▶ _Stated problem_
Gather every line in the listing below that contains the string "paving". Matching is case-sensitive.

++++ Listed entries ++++

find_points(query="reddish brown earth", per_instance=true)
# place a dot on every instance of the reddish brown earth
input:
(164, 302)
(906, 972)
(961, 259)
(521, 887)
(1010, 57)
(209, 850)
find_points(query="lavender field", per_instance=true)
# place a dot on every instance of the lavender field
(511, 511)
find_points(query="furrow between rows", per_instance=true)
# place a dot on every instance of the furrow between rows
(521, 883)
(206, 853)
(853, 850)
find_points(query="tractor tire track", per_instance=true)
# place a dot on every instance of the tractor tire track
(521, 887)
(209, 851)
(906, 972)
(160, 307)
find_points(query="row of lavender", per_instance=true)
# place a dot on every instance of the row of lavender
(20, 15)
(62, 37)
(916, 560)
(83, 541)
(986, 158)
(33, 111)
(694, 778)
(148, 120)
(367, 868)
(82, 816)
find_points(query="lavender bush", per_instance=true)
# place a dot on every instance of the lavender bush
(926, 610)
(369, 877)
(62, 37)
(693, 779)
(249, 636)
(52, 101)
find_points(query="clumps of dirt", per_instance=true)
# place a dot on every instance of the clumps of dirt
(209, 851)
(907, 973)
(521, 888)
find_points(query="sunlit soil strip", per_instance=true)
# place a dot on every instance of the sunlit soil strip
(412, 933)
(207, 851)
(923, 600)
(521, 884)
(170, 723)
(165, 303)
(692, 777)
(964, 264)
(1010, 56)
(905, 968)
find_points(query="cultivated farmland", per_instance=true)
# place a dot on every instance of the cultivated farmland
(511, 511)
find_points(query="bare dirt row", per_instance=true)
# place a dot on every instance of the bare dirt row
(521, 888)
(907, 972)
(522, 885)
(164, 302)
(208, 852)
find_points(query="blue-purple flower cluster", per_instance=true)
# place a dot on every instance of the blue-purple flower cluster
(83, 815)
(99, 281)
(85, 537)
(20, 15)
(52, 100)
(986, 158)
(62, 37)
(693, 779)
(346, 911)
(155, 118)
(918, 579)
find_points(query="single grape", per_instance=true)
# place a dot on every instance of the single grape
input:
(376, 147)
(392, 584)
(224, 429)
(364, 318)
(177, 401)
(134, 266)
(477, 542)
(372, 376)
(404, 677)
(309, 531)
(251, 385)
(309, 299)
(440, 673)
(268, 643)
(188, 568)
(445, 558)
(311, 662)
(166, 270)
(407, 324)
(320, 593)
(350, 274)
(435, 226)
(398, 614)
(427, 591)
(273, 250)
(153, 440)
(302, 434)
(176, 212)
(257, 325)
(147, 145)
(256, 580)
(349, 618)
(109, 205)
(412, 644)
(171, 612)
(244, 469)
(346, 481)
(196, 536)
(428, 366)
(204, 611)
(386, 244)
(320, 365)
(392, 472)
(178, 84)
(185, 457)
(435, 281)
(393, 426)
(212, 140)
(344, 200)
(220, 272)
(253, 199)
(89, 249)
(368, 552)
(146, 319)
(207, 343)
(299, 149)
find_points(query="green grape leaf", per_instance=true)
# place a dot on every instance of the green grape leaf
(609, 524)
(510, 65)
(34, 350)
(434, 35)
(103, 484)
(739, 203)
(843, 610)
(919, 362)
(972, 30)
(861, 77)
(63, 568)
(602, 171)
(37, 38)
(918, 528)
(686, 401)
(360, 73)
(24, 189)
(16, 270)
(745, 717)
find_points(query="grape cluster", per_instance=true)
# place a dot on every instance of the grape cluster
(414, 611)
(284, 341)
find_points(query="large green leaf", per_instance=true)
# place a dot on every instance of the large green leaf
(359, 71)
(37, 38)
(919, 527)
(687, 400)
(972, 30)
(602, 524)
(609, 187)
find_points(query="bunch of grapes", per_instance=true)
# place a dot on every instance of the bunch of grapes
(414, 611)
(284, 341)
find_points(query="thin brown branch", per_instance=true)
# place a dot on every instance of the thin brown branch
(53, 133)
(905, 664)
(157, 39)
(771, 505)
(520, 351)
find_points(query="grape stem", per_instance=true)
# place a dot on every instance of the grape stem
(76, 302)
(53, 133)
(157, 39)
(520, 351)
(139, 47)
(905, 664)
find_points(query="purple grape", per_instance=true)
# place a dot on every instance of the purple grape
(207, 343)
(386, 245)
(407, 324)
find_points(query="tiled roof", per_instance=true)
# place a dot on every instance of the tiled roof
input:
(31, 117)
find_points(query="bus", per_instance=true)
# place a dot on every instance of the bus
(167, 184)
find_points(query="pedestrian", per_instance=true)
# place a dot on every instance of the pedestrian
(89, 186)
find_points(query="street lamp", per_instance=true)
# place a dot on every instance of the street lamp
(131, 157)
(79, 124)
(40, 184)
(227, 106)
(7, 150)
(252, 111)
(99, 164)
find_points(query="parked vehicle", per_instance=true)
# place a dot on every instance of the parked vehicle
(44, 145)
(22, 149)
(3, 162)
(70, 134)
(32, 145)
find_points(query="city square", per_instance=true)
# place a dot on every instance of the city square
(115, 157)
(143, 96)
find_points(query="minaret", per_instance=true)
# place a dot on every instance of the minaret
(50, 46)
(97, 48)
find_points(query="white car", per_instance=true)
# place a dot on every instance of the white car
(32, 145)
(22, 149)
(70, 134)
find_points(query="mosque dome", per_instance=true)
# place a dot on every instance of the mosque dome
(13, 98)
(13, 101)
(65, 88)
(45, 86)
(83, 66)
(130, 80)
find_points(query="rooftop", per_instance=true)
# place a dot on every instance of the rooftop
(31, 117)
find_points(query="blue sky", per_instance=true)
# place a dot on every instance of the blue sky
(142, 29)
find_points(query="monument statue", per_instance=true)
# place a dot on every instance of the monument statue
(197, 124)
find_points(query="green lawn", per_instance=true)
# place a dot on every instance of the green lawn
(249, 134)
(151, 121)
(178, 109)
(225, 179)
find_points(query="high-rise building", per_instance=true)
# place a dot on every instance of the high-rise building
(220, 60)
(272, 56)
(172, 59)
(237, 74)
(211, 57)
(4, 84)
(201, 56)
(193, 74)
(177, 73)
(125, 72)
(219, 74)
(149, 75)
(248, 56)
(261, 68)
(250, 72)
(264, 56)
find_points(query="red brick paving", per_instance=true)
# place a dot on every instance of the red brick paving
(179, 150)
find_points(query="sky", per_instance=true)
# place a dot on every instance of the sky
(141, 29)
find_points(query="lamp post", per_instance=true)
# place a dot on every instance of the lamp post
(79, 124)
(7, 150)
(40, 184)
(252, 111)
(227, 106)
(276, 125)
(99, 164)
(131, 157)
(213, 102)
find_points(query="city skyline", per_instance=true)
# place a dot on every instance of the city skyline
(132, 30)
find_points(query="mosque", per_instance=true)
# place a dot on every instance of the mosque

++++

▶ _Output below_
find_points(query="red brick paving", per_instance=true)
# place a dot on every instance of the red brick paving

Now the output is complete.